Some years later, when the couple faced a personal issue that required legal representation, they couldn’t find any. They needed someone who understood the medical background involved who also didn’t require an up-front, astronomical fee. It was then that Hannah decided to become an attorney.
“I had been considering an advanced degree anyway,” Hannah says, so she began shopping around for a law school.
“At that time, being married and having a child, I was limited,” she says. “I was working, and so it had to be a program that I could drive to or go locally and still work.”
She selected Georgia State, and began classes in the fall of 2001. Still working at the hospital – a combination of full-time and part-time hours – she drove to Atlanta at least three nights a week for four and a half years.
“Everything fell into place,” she says. “It’s not something that growing up I would have ever imagined myself doing, but it’s been really neat.”
“I’m going to toot her horn again,” says Pete. “They say in law school you’re not even supposed to work part-time, let alone full-time and commute a hundred miles one way or 200 miles a night, three nights a week.”
On top of that, Hannah also became certified in cardiac research, risk management and hospital corporate compliance, all while earning her law degree.
After talking with several law firms about possible positions, with no appealing options, Hannah and Pete decided she should open her own practice. Upon advice from contacts within the local legal community, she wedged her way into the industry by introducing herself, asking questions and finding “go-to” people she could contact when needed.
“Everybody’s been very welcoming,” Hannah says. “Even when you’re on the other side of a civil matter or a custody matter, the case is over and you might still call that attorney for a question.”
“Our biggest advice to anybody who wants to achieve anything in life is find somebody who’s done it and listen to them,” says Pete. “You can bypass a lot of pitfalls of learning on your own. And that’s what we’ve done. We’ve listened.”
While she doesn’t have a specialty, per se, Hannah has worked a variety of cases, including medical, domestic custody, divorce and criminal. Licensed in both Tennessee and Georgia, she’s “done a little bit of everything” in two-and-a-half years of practice.
While her law career is keeping her busy, she says she hasn’t really had the chance to miss nursing.
“I still work in the hospital maybe a shift a week,” she says. “I’m a nurse in the ER.”

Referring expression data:
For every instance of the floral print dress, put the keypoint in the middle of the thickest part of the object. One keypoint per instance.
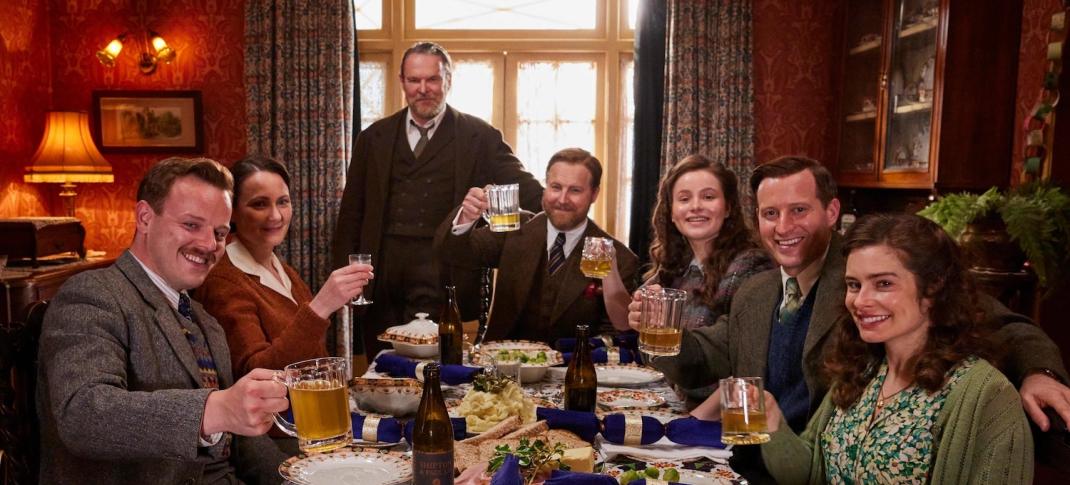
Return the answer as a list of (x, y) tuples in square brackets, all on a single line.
[(893, 446)]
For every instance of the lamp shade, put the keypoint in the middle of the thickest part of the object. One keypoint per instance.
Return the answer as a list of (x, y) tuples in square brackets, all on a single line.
[(66, 153)]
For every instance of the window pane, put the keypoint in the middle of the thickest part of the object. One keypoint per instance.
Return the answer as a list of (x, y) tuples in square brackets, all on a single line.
[(506, 14), (627, 133), (473, 88), (372, 92), (369, 14), (556, 103)]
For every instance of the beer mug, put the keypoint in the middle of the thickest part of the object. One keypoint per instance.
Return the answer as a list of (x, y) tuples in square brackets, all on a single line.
[(598, 255), (659, 320), (503, 213), (320, 403), (743, 411)]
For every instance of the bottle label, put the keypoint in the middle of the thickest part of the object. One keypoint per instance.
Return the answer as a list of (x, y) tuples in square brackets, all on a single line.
[(432, 468)]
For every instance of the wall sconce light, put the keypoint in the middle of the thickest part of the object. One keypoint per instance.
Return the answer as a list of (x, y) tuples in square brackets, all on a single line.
[(154, 51), (67, 155)]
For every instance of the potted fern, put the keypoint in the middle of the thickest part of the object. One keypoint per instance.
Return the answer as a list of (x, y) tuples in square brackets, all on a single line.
[(999, 230)]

◆ Work task:
According to the profile of Hannah, in what year did she begin law school classes at Georgia State? The items were drawn from a separate source.

◆ Solution to the exercise:
She began classes in the fall of 2001.